(A block of data)
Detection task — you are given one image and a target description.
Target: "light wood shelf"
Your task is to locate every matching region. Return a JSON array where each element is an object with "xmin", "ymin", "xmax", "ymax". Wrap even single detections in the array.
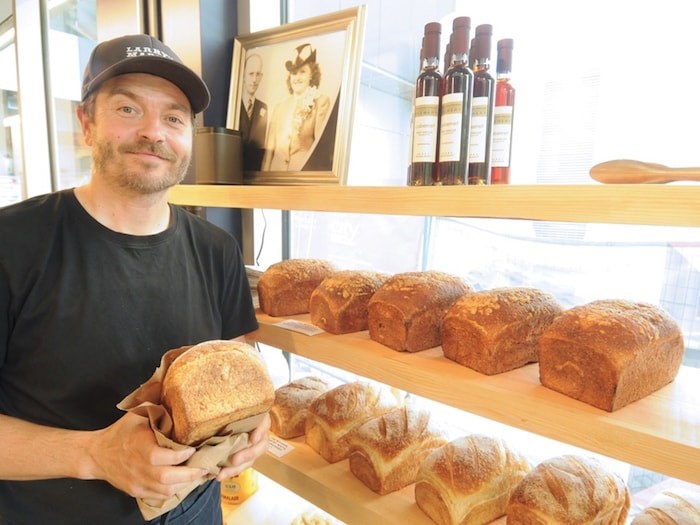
[
  {"xmin": 249, "ymin": 311, "xmax": 700, "ymax": 484},
  {"xmin": 170, "ymin": 184, "xmax": 700, "ymax": 226}
]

→ WHAT YOU SHOULD DO:
Please revise the lines above by replacing "light wood shelf" with "pale oak shelf" and keeping everything else the same. Leave the pictures out of your answer.

→ SOLUTION TO THIS TASK:
Detection task — you are given one image and a target description.
Target: "pale oak shelf"
Your task is to locate every matching region. Return a JSON array where each element is an object with "xmin", "ymin", "xmax", "ymax". Wrap even single detections in the array.
[
  {"xmin": 249, "ymin": 311, "xmax": 700, "ymax": 484},
  {"xmin": 170, "ymin": 184, "xmax": 700, "ymax": 226}
]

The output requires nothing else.